### REQUEST
Recast the lines below as a Markdown table with two columns, "Row" for the row number and "Line" for the line itself. Skip blank lines and leave the pictures out.

### RECORDS SHOWN
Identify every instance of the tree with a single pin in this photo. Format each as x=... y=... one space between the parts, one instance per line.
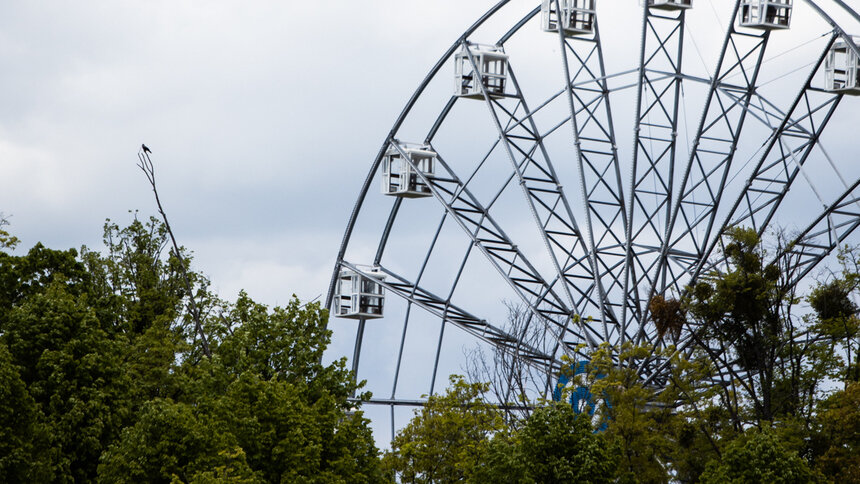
x=554 y=445
x=444 y=441
x=105 y=368
x=758 y=456
x=23 y=439
x=840 y=428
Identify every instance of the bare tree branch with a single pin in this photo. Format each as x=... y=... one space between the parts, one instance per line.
x=148 y=169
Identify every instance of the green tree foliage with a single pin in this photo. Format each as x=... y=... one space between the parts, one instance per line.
x=554 y=445
x=103 y=378
x=445 y=439
x=840 y=425
x=759 y=457
x=23 y=439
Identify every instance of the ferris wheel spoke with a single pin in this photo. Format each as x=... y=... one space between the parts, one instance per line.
x=779 y=166
x=715 y=143
x=500 y=251
x=822 y=236
x=544 y=195
x=453 y=314
x=597 y=159
x=654 y=147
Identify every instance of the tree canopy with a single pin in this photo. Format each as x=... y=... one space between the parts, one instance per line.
x=103 y=377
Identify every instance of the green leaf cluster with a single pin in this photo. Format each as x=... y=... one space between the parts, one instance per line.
x=102 y=377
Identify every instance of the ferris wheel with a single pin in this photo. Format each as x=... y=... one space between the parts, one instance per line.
x=577 y=158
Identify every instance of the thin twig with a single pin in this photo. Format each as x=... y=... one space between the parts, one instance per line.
x=148 y=169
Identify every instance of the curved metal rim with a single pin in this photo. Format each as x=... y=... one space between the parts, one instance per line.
x=432 y=74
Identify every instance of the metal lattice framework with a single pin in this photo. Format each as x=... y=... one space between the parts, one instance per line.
x=584 y=262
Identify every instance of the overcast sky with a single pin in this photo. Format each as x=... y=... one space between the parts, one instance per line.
x=262 y=116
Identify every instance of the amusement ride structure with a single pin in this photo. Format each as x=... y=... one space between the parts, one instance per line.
x=527 y=168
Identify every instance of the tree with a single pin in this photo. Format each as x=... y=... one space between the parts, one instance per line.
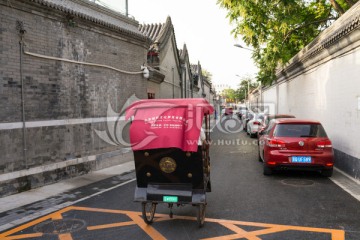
x=242 y=91
x=207 y=75
x=277 y=30
x=229 y=94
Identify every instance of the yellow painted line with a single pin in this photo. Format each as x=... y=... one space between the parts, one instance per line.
x=66 y=236
x=112 y=225
x=148 y=229
x=23 y=236
x=103 y=210
x=136 y=218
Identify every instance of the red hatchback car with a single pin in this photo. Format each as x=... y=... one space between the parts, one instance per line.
x=296 y=144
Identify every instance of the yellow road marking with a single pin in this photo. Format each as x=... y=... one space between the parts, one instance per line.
x=23 y=236
x=112 y=225
x=136 y=218
x=66 y=236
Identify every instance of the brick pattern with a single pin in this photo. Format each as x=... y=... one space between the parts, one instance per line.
x=59 y=90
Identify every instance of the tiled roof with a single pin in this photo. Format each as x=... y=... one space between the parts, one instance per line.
x=151 y=30
x=95 y=13
x=194 y=68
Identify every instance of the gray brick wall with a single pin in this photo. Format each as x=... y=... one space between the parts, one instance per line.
x=56 y=90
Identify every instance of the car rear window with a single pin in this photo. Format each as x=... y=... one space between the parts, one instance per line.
x=299 y=130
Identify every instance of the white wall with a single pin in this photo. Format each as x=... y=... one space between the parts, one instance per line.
x=329 y=93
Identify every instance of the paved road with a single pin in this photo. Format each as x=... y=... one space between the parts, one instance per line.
x=244 y=204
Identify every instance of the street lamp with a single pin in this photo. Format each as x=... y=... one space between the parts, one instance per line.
x=248 y=91
x=239 y=46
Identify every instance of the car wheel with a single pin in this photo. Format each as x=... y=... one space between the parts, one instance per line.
x=267 y=171
x=327 y=172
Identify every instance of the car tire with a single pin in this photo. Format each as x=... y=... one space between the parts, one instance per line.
x=327 y=172
x=267 y=171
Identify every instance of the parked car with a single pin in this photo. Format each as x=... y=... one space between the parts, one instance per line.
x=253 y=126
x=269 y=117
x=246 y=118
x=296 y=144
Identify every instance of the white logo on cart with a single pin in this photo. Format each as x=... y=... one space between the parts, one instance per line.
x=115 y=125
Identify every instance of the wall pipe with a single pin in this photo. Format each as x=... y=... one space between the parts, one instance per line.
x=20 y=27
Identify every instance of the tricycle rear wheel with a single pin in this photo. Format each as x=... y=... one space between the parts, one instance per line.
x=148 y=212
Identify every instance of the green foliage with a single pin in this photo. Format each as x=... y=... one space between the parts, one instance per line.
x=207 y=75
x=277 y=30
x=247 y=84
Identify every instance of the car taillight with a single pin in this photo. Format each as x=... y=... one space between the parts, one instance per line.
x=275 y=143
x=324 y=144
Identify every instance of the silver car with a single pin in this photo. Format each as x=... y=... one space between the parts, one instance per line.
x=252 y=127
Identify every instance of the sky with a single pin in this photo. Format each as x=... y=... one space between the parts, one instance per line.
x=202 y=25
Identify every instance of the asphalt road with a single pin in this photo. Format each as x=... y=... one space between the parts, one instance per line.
x=244 y=204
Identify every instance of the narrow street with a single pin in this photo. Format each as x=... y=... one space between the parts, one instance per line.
x=243 y=204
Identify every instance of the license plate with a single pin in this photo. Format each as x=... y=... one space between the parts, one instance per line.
x=170 y=198
x=300 y=159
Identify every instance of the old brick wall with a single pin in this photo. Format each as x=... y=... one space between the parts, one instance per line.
x=64 y=102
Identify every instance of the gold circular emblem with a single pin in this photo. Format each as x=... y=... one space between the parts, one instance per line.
x=167 y=164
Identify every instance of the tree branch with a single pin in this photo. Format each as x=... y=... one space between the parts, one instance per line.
x=305 y=25
x=337 y=7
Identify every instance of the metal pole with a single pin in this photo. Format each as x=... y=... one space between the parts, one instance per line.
x=23 y=97
x=127 y=8
x=173 y=82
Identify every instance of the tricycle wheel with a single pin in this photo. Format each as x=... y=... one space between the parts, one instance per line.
x=148 y=211
x=201 y=208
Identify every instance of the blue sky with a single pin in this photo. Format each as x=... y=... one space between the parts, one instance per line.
x=203 y=26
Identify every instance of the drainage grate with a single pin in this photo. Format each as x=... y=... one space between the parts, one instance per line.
x=60 y=226
x=298 y=182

### CORRECT ANSWER
| Row | Line |
|---|---|
| 1 | Identify every instance of the tree with a single pin in this photo. Format each as x=... y=... one space between the parts, one instance per line. |
| 2 | x=554 y=445 |
| 3 | x=444 y=441 |
| 4 | x=105 y=368 |
| 5 | x=758 y=456 |
| 6 | x=23 y=439 |
| 7 | x=840 y=428 |
| 8 | Identify every instance of the bare tree branch with a single pin in this photo. Format each as x=... y=... one space between the parts, one instance per line. |
| 9 | x=148 y=169 |
| 10 | Identify every instance of the green tree foliage with a single pin in this photo. Format each as x=... y=... one space between the parts, one instance per line. |
| 11 | x=554 y=445 |
| 12 | x=103 y=378 |
| 13 | x=445 y=439 |
| 14 | x=840 y=425 |
| 15 | x=759 y=457 |
| 16 | x=23 y=439 |
| 17 | Identify every instance of the ferris wheel spoke with a single pin in this photo. Format each as x=... y=... one space between the parts, one instance per line. |
| 18 | x=779 y=166 |
| 19 | x=715 y=143 |
| 20 | x=500 y=251 |
| 21 | x=822 y=236 |
| 22 | x=544 y=195 |
| 23 | x=453 y=314 |
| 24 | x=597 y=159 |
| 25 | x=654 y=147 |
| 26 | Identify every instance of the tree canopy with a single pin in this photo. Format each as x=... y=... one space between the parts, one instance per line. |
| 27 | x=103 y=377 |
| 28 | Identify every instance of the green leaf cluster with a single pin in this photo. Format each as x=... y=... one space between the parts, one instance per line. |
| 29 | x=102 y=377 |
| 30 | Identify every instance of the ferris wheel with a single pin in this photo. Format each as x=... y=... one space between the parts, one instance per line. |
| 31 | x=577 y=158 |
| 32 | Identify every instance of the thin twig with a single pin in this photo. Format each as x=... y=... one space between the parts, one instance per line. |
| 33 | x=148 y=169 |
| 34 | Identify every instance of the curved metal rim with a single pin in this photo. Format each as x=... y=... one space between the parts, one instance per line. |
| 35 | x=432 y=74 |
| 36 | Identify every instance of the metal lattice framework with a single pin in this photo. Format each as x=... y=... one space between the parts, one instance per line. |
| 37 | x=584 y=262 |
| 38 | Identify every instance of the overcast sky with a single pin in this photo. Format each as x=... y=... one space between the parts, one instance per line. |
| 39 | x=262 y=116 |
| 40 | Identify every instance of the amusement ride structure with a single pin in this photo. Format each as x=... y=... one space between the parts, one instance per line. |
| 41 | x=527 y=168 |
| 42 | Identify every instance of the tree with a single pin in this photo. Format each as x=... y=... one space between the parts, one instance per line. |
| 43 | x=242 y=91 |
| 44 | x=207 y=75 |
| 45 | x=277 y=30 |
| 46 | x=229 y=94 |
| 47 | Identify every instance of the yellow painted line with a single pin in this photo. Format each as x=... y=... one space between the parts, one instance per line. |
| 48 | x=66 y=236 |
| 49 | x=112 y=225 |
| 50 | x=148 y=229 |
| 51 | x=23 y=236 |
| 52 | x=103 y=210 |
| 53 | x=136 y=218 |
| 54 | Identify every instance of the red hatchback car with a single pin in this photo. Format each as x=... y=... one space between the parts, one instance per line. |
| 55 | x=296 y=144 |
| 56 | Identify every instance of the yellow road marking with a single pin in this photo. Format each as x=... y=... one space between the parts, one instance per line. |
| 57 | x=23 y=236 |
| 58 | x=112 y=225 |
| 59 | x=136 y=218 |
| 60 | x=66 y=236 |
| 61 | Identify every instance of the brick pattern with a single pin in this photo. Format each as x=... y=... one space between the parts, one instance per line. |
| 62 | x=59 y=90 |
| 63 | Identify every instance of the tiled roof with a single pin in this photo. Format each as x=... y=... one space between the parts, one instance per line. |
| 64 | x=151 y=30 |
| 65 | x=95 y=13 |
| 66 | x=194 y=68 |
| 67 | Identify every instance of the gray brick wall with a single pin in this photo. Format each as x=... y=... one space between the parts, one instance per line. |
| 68 | x=56 y=90 |
| 69 | Identify every instance of the car rear window with a single pin in this photo. Format each as x=... y=... one space between the parts, one instance per line. |
| 70 | x=299 y=130 |
| 71 | Identify every instance of the white wall with a single pin in this photo. Format each as x=... y=... one space between the parts, one instance per line. |
| 72 | x=329 y=93 |
| 73 | Identify every instance of the paved road with a single pin in this photo. Format each as x=... y=... one space between the parts, one instance per line. |
| 74 | x=244 y=204 |
| 75 | Identify every instance of the street lamp with a single pin in this photo. Format each as x=... y=... one space between the parts, one instance per line. |
| 76 | x=248 y=91 |
| 77 | x=239 y=46 |
| 78 | Identify every instance of the car wheel with a single pin in this photo. Format each as x=... y=... one space between the parts, one instance per line. |
| 79 | x=267 y=171 |
| 80 | x=327 y=172 |
| 81 | Identify every instance of the car tire with a single pin in this photo. Format each as x=... y=... one space between the parts, one instance per line. |
| 82 | x=327 y=172 |
| 83 | x=267 y=171 |
| 84 | Identify every instance of the parked car with a single pin in this photo. Format each as x=... y=... one space between the parts, one instance per line. |
| 85 | x=253 y=126 |
| 86 | x=269 y=117 |
| 87 | x=246 y=118 |
| 88 | x=296 y=144 |
| 89 | Identify every instance of the white logo on cart with a single pin in this photo. Format each as x=... y=... one space between the parts, one instance per line. |
| 90 | x=115 y=125 |
| 91 | Identify every instance of the wall pipe with a single pin in this photo. Format each as x=... y=... one space between the parts, one instance per line. |
| 92 | x=20 y=27 |
| 93 | Identify every instance of the tricycle rear wheel with a single pin in this photo. Format each as x=... y=... one space between the parts, one instance per line. |
| 94 | x=148 y=212 |
| 95 | Identify every instance of the green foliage with a single pin in this photo. Format each as x=... y=... one space between the parts, one instance per line. |
| 96 | x=207 y=75 |
| 97 | x=277 y=30 |
| 98 | x=247 y=84 |
| 99 | Identify every instance of the car taillight with a single pin in this photo. Format each as x=... y=... one space between the parts, one instance per line. |
| 100 | x=275 y=143 |
| 101 | x=324 y=144 |
| 102 | Identify every instance of the silver car with a single pin in this photo. Format each as x=... y=... one space between the parts, one instance per line. |
| 103 | x=252 y=127 |
| 104 | Identify every instance of the sky with a single pin in this photo. Format each as x=... y=... one space between the parts, one instance per line. |
| 105 | x=202 y=25 |
| 106 | Identify every instance of the asphalt road with a single pin in this photo. Format each as x=... y=... one space between the parts, one instance per line. |
| 107 | x=244 y=204 |
| 108 | Identify every instance of the narrow street with a single pin in this photo. Format each as x=... y=... one space between the parts, one instance per line. |
| 109 | x=243 y=204 |
| 110 | Identify every instance of the license plate with a single pin in this photo. Format each as x=... y=... one space between the parts, one instance per line. |
| 111 | x=170 y=198 |
| 112 | x=300 y=159 |
| 113 | Identify every instance of the old brick wall with a single pin in this photo. Format each as x=... y=... one space between the parts, one instance per line. |
| 114 | x=64 y=102 |
| 115 | Identify every instance of the gold circular emblem with a single pin in this photo. Format each as x=... y=... one space between the parts, one instance per line. |
| 116 | x=167 y=164 |
| 117 | Identify every instance of the tree branch with a single pin in this photo. Format each as x=... y=... one space between the parts, one instance per line. |
| 118 | x=305 y=25 |
| 119 | x=337 y=7 |
| 120 | Identify every instance of the metal pole with a single pin in this photo. Format each as x=... y=... one space between the parts, one instance per line. |
| 121 | x=23 y=97 |
| 122 | x=127 y=8 |
| 123 | x=173 y=82 |
| 124 | Identify every instance of the tricycle wheel with a single pin in this photo. Format each as x=... y=... one space between the parts, one instance per line. |
| 125 | x=148 y=211 |
| 126 | x=201 y=208 |
| 127 | Identify every instance of the blue sky with a single pin in this photo. Format each as x=... y=... one space between the parts, one instance per line. |
| 128 | x=203 y=26 |
| 129 | Identify every instance of the drainage grate with a single pin in this photo. Format each as x=... y=... one space between the parts, one instance per line. |
| 130 | x=60 y=226 |
| 131 | x=298 y=182 |